● **TEXTAUSZUG**

********

Grondwettelijk Hof (Arbitragehof): Arrest aus 6 Februar 2014 (België). RG 25/2014
- Section :
- Jurisprudence
- Source :
- Justel D-20140206-7
- Numéro de rôle :
- 25/2014
Résumé :
Der Gerichtshof erkennt für Recht: - Dahin ausgelegt, dass er Verkehrsunfälle, an denen ein Fahrzeug beteiligt ist, das auf einem Gleis fährt, welches vollständig vom Verkehr an den Orten im Sinne von Artikel 2 § 1 des Gesetzes vom 21. November 1989 über die Haftpflichtversicherung in Bezug auf Kraftfahrzeuge getrennt ist, von der Regelung der automatischen Entschädigung ausschließt, wenn das Unfallopfer ein Fahrgast dieses Fahrzeugs ist, verstößt Artikel 29bis § 1 Absatz 2 desselben Gesetzes in der durch das Gesetz vom 19. Januar 2001 abgeänderten Fassung gegen die Artikel 10 und 11 der Verfassung. - Dahin ausgelegt, dass er Verkehrsunfälle, an denen ein Fahrzeug beteiligt ist, das auf einem Gleis fährt, welches vollständig vom Verkehr an den Orten im Sinne von Artikel 2 § 1 des Gesetzes vom 21. November 1989 über die Haftpflichtversicherung in Bezug auf Kraftfahrzeuge getrennt ist, nicht von der Regelung der automatischen Entschädigung ausschließt, wenn das Unfallopfer ein Fahrgast dieses Fahrzeugs ist, verstößt Artikel 29bis § 1 Absatz 2 desselben Gesetzes in der durch das Gesetz vom 19. Januar 2001 abgeänderten Fassung nicht gegen die Artikel 10 und 11 der Verfassung.

********

● **Einträge zur Koordinatenannotation**
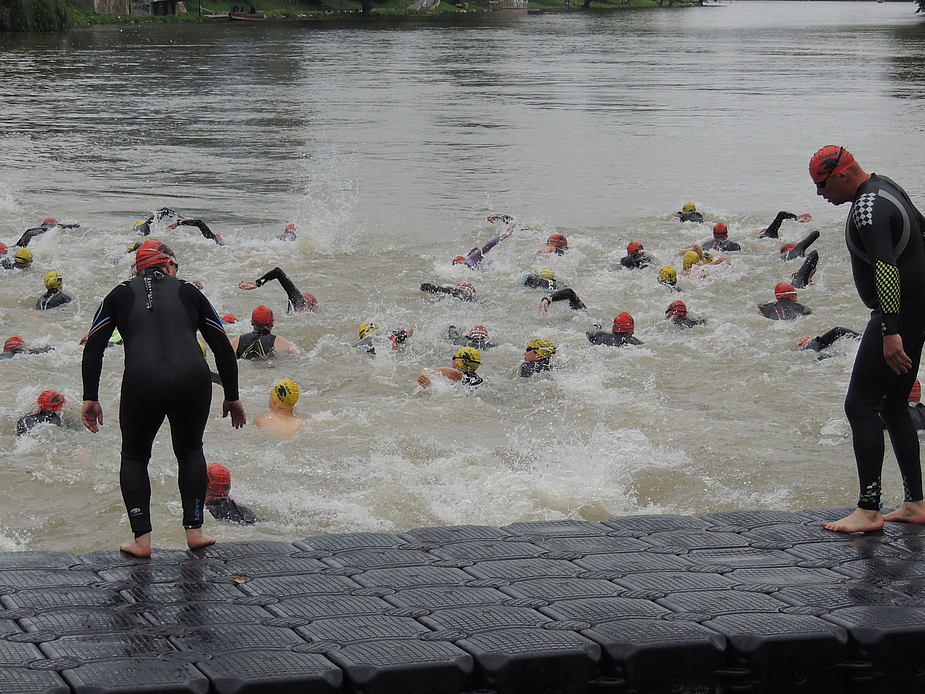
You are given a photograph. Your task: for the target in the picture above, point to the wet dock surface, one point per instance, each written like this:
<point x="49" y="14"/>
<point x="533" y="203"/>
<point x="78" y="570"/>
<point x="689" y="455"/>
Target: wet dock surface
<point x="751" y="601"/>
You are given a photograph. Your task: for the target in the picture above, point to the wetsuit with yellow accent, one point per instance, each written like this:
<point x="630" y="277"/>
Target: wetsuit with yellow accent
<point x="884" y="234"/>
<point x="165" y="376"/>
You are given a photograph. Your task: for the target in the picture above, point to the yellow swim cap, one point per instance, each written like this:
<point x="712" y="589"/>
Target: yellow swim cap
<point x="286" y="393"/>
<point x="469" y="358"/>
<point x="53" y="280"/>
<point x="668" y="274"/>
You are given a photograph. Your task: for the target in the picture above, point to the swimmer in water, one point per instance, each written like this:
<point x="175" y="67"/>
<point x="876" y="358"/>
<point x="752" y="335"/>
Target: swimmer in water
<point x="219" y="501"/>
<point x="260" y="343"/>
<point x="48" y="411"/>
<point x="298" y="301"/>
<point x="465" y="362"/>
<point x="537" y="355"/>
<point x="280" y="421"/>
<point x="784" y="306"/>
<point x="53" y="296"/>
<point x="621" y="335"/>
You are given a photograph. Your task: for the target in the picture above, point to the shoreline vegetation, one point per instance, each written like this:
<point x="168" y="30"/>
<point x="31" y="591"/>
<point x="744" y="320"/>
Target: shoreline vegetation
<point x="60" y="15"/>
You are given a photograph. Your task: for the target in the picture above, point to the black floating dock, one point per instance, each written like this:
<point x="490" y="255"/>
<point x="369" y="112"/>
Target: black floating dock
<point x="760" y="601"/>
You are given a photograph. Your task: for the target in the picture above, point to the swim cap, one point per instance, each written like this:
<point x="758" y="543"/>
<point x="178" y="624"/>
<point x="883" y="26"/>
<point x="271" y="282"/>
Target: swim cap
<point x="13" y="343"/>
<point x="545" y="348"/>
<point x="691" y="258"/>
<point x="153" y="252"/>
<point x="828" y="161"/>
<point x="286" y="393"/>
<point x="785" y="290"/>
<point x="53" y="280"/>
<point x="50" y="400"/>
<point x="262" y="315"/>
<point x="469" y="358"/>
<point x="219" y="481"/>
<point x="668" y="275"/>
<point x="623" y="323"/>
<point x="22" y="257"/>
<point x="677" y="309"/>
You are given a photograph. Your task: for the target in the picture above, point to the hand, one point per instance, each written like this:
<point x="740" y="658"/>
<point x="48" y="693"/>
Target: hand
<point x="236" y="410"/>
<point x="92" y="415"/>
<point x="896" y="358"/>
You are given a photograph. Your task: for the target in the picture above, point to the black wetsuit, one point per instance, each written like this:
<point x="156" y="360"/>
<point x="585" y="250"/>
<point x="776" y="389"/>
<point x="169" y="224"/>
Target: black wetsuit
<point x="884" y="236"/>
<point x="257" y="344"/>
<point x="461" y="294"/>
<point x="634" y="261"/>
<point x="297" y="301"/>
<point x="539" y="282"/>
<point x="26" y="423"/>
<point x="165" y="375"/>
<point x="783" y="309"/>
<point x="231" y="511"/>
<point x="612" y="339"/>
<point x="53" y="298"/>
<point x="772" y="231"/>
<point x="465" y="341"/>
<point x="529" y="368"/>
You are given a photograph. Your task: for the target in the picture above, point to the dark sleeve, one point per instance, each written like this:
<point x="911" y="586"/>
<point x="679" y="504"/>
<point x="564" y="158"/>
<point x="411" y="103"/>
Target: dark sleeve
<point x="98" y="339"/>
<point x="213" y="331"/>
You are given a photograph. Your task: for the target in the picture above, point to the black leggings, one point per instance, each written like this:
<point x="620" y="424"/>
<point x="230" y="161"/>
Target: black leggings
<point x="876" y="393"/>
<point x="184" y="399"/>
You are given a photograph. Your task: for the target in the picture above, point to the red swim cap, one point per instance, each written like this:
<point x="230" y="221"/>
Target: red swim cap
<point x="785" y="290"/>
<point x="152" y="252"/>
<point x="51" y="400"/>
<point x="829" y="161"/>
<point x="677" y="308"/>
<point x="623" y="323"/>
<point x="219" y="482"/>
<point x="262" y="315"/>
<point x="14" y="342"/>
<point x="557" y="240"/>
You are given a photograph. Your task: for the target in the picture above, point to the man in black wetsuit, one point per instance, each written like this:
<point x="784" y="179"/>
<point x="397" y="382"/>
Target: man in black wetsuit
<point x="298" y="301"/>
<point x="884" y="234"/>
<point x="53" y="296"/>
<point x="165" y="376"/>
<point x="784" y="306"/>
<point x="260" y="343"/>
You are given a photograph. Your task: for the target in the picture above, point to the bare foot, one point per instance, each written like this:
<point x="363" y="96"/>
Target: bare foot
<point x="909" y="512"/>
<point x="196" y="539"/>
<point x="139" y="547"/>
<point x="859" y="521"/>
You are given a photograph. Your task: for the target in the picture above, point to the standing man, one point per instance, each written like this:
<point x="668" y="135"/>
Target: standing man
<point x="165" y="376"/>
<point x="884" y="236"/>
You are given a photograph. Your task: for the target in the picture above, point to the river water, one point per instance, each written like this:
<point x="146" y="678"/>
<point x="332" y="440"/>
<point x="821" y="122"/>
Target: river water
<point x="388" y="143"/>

********

● **AUFGABENSTELLUNG**
**A.** Wandle in den Zeilen oben alles von der Zeile mit „to the river“ bis zum Ende der Zeilen, beide Grenzen eingeschlossen, in eine JSON-Liste von Zeichenketten um. Jede Zeile wird zu einem Eintrag, Leerzeilen entfallen.
**B.** Führe den Textauszug über das Urteil zur automatischen Entschädigung bei Verkehrsunfällen im Anschluss an seinen letzten Satz fort.

● **LÖSUNGEN JE AUFGABE**
**A.**
[
  "You are given a photograph. Your task: for the target in the picture above, point to the river water, one point per instance, each written like this:",
  "<point x=\"146\" y=\"678\"/>",
  "<point x=\"332\" y=\"440\"/>",
  "<point x=\"821\" y=\"122\"/>",
  "Target: river water",
  "<point x=\"388\" y=\"143\"/>"
]

**B.**
Arrêt :
Der Verfassungsgerichtshof,
zusammengesetzt aus den Präsidenten J. Spreutels und A. Alen, den Richtern L. Lavrysen, E. Derycke, P. Nihoul und T. Giet, und dem emeritierten Präsidenten M. Bossuyt gemäß Artikel 60bis des Sondergesetzes vom 6. Januar 1989 über den Verfassungsgerichtshof, unter Assistenz des Kanzlers F. Meersschaut, unter dem Vorsitz des Präsidenten J. Spreutels,
verkündet nach Beratung folgenden Entscheid:
I. Gegenstand der Vorabentscheidungsfrage und Verfahren
In seinem Urteil vom 8. März 2013 in Sachen der « Ethias Accidents du Travail » und der « Die Post » AG gegen die NGBE Holdinggesellschaft, dessen Ausfertigung am 19. März 2013 in der Kanzlei des Gerichtshofes eingegangen ist, hat das Polizeigericht Lüttich folgende Vorabentscheidungsfrage gestellt:
« Verstößt Artikel 29bis § 1 Absatz 2 des Gesetzes vom 21. November 1989 über die Haftpflichtversicherung in Bezug auf Kraftfahrzeuge gegen die Artikel 10 und 11 der Verfassung, wenn er dahingehend ausgelegt wird, dass eine automatische Entschädigung nur für die Passagiere eines an Schienen gebundenen Fahrzeugs möglich ist, wenn der Unfall sich an einem in Artikel 2 § 1 desselben Gesetzes erwähnten Ort ereignet, das heißt auf öffentlicher Straße, auf der Öffentlichkeit zugänglichem Gelände oder nicht-öffentlichem Gelände, das aber einer bestimmten Anzahl berechtigter Personen zugänglich ist, oder an einem nicht vollständig von den vorerwähnten Orten getrennten Ort, und nicht für die Passagiere eines solchen Fahrzeugs, wenn der Unfall sich an einem vollständig von den in Artikel 2 § 1 des vorerwähnten Gesetzes vom 21. November 1989 genannten Orten getrennten Ort ereignet? ».
(...)
III. Rechtliche Würdigung
(...)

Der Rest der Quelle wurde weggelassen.